TASK GOAL: Pick out every line of the material below that contains the word "ceiling", and copy each one. Case counts.

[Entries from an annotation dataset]
────────────────────────────────────────

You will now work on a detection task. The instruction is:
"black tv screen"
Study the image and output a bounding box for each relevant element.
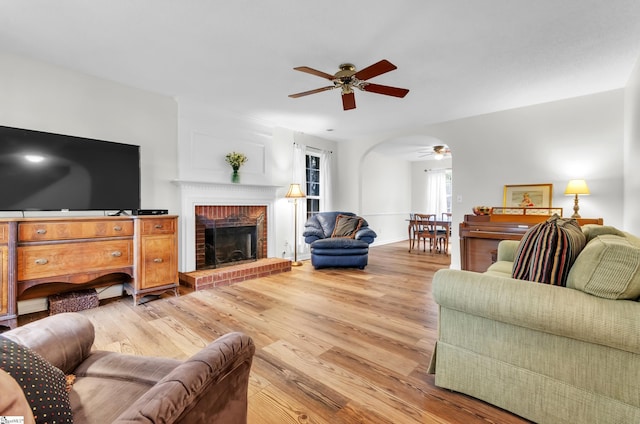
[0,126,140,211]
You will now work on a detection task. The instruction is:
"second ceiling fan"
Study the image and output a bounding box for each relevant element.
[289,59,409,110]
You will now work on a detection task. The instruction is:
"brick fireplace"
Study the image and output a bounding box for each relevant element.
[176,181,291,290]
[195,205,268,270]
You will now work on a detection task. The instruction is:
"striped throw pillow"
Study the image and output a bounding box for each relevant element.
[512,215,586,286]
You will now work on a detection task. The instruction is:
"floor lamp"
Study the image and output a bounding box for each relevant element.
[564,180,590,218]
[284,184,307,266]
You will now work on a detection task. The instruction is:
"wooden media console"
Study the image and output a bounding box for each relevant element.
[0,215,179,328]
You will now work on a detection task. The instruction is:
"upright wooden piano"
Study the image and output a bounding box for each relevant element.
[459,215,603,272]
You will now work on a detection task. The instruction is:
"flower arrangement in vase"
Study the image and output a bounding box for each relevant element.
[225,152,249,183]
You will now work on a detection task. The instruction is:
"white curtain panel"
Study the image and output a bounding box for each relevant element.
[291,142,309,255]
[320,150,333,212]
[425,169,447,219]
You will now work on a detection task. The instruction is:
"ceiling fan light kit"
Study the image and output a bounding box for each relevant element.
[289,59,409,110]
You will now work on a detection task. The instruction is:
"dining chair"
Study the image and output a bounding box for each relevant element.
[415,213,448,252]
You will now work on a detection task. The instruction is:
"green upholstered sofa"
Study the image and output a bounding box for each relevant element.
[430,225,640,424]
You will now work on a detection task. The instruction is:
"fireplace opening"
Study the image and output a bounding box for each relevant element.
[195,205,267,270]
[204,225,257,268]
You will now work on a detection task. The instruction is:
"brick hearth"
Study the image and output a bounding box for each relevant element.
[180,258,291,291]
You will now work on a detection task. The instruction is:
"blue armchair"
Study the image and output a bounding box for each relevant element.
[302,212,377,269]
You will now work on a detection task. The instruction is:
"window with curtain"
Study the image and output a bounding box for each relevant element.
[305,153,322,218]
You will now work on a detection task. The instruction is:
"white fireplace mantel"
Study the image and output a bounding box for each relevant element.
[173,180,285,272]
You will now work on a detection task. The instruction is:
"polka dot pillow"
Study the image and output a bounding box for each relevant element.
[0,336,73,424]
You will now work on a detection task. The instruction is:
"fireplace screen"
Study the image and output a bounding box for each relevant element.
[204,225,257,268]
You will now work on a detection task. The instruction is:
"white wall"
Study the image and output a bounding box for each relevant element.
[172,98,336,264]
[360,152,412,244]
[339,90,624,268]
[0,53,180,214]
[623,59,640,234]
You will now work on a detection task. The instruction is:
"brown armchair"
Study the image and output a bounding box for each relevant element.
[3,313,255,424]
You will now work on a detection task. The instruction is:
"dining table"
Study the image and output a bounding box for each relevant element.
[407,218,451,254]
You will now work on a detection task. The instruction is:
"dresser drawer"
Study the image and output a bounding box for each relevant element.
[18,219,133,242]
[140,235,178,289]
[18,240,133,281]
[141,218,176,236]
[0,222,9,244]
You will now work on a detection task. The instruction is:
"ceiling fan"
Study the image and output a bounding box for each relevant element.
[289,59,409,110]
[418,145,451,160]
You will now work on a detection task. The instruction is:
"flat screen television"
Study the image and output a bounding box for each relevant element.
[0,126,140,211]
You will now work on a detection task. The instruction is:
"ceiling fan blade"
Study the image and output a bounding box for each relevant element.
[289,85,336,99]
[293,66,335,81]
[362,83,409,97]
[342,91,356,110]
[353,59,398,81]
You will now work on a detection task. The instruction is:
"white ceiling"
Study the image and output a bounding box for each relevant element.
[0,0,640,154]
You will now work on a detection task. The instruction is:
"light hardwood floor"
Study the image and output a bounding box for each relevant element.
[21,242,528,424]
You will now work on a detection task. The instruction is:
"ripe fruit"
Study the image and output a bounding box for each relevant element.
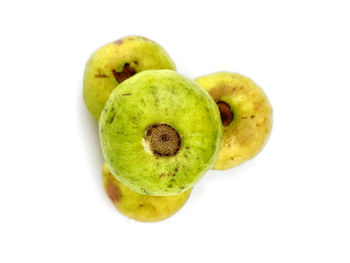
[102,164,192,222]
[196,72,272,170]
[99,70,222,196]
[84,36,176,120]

────────────────────────────────────────

EXPECTED OUTPUT:
"second ceiling fan"
"ceiling fan light kit"
"ceiling fan"
"ceiling fan blade"
"white ceiling"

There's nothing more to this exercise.